┌─ RECORD SET
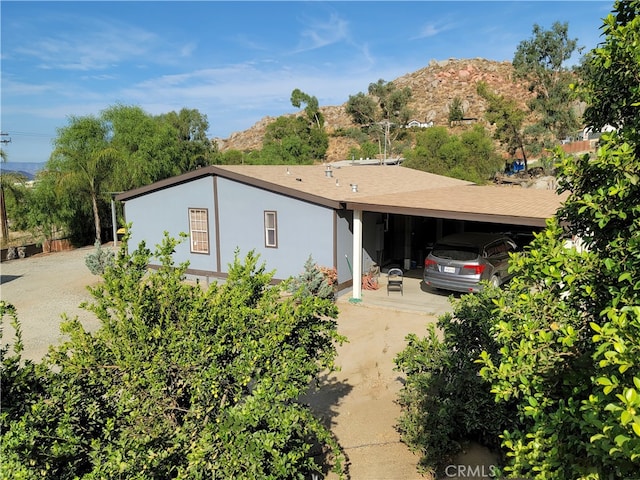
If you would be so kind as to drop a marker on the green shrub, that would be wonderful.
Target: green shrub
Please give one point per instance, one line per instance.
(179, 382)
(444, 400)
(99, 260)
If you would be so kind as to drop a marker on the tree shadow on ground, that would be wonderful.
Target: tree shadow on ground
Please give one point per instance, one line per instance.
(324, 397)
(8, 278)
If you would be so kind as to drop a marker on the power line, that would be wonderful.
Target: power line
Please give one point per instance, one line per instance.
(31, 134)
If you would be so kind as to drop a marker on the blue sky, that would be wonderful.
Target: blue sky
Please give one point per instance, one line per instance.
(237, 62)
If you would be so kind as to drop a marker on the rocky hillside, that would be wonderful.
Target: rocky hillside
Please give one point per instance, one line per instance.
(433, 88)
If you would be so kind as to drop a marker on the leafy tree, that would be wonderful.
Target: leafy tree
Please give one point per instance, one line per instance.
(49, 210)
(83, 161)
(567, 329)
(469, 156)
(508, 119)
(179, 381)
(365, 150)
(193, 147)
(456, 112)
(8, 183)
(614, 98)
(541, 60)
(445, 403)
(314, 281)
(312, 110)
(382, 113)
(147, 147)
└─
┌─ RECORD SET
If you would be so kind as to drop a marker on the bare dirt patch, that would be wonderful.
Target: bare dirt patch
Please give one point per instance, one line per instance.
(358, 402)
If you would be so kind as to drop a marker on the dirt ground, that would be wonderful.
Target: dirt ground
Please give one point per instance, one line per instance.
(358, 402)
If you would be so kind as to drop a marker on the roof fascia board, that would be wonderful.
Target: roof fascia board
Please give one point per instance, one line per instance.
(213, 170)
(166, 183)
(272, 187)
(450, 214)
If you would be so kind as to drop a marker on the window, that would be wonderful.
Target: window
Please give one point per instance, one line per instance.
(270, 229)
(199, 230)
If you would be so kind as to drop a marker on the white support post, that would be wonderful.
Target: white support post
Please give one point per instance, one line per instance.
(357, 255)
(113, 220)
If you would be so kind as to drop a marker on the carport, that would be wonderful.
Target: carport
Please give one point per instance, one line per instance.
└─
• _YOUR OBJECTIVE_
The string "rocky" appears in how many lines above? Answer with the number only.

• _EXERCISE ANSWER_
2